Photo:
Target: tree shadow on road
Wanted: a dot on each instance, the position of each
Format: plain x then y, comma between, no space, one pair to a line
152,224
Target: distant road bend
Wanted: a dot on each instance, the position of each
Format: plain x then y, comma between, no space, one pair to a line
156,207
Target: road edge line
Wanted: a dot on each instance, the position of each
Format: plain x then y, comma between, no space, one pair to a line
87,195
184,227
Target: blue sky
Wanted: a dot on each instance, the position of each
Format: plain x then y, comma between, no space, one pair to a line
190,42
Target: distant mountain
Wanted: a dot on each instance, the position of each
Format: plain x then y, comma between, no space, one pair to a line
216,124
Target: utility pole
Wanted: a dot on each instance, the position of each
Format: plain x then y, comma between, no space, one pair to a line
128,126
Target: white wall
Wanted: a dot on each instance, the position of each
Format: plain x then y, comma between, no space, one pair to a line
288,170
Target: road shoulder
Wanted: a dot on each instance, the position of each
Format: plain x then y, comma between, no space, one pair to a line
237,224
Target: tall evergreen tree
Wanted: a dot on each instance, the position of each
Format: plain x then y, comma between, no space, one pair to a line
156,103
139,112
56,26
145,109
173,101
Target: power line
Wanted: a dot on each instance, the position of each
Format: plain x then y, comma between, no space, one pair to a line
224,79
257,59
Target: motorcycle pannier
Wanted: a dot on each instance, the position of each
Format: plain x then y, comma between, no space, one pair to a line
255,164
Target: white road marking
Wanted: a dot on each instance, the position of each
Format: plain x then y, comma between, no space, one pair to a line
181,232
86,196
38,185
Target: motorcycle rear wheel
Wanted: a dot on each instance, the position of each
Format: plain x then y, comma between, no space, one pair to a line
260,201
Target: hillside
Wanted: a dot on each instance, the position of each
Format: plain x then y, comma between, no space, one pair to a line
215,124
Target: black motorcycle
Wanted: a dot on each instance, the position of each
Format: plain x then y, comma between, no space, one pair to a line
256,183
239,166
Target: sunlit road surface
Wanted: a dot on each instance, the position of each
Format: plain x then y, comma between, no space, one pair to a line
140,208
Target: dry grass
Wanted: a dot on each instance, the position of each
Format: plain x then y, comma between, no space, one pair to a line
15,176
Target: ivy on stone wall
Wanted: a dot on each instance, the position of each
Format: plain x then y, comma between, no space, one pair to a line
────────────────────
● STATED PROBLEM
Repeat every record, exactly as written.

● CORRECT ANSWER
Photo:
Target: tree shadow on road
Wanted: a dot on each instance, the position of each
Format: plain x then y, comma between, no space, one pair to a line
152,224
Target: distant road bend
Wanted: a dot on each instance, the position of each
Format: plain x then y, comma between, no space, one pair to a line
156,207
Target: road edge line
Wanted: a dot on each instance, the position of each
Format: plain x then y, comma between, no space, one pair to a line
87,195
184,227
Target: blue sky
Wanted: a dot on each instance, the position of each
Format: plain x then y, comma between, no space, one pair to a line
190,42
Target: distant mountain
Wanted: a dot on each instance, the position of each
Format: plain x then y, comma between, no space, one pair to a line
216,124
Target: utility pole
Wanted: a dot on each instance, the position of each
Format: plain x then y, comma between, no space, one pair to a line
128,126
Target: white wall
Wanted: a dot on each instance, the position of each
Format: plain x then y, comma between, no space, one pair to a line
288,170
Target: road shoulder
Wanted: a dot on each instance, the position of each
Format: plain x then y, comma between, no space, one pair to a line
237,224
Target: tall evergreen tree
Wanted: a dot on each instance, the position of each
Format: plain x then y, comma between, no space, one pair to a line
156,103
139,112
56,26
145,109
173,101
Target: power line
Wanted: a dot on each instance, the position of each
Format: plain x then y, comma between, no space, one pair to a line
224,79
257,59
Target: motorcycle pannier
Wanted: a dot on each instance, the position of each
Format: plain x then y, comma between, no space, one pair to a line
255,164
Target: white road marking
Wanted: a dot on each instance, the position of each
Format: plain x then y, comma between, no space, one pair to a line
181,232
86,196
38,185
Target: motorcycle rear wheel
Wanted: a dot on each instance, the position of each
Format: plain x then y, comma between, no space, one pair to a line
260,201
Target: hillside
Wanted: a dot on each instance, the position of each
Format: plain x then y, comma between, no space, one pair to a line
215,124
Target: black motorcycle
Wanted: a dot on each instance, the position of each
Format: plain x then y, comma between, no space, one pair to a line
256,183
239,166
Target: sunlit road surface
Wanted: a dot on each instance, the position of each
Format: plain x then y, comma between, no space, one pair to a line
140,208
Target: dry grass
Wanted: a dot on each instance, the position of each
Format: plain x then y, comma between, no space, one pair to a line
15,176
Target: ivy on stone wall
Wanted: a dot on each instance, the position of each
Format: plain x then y, comma between, no space, one pair to a line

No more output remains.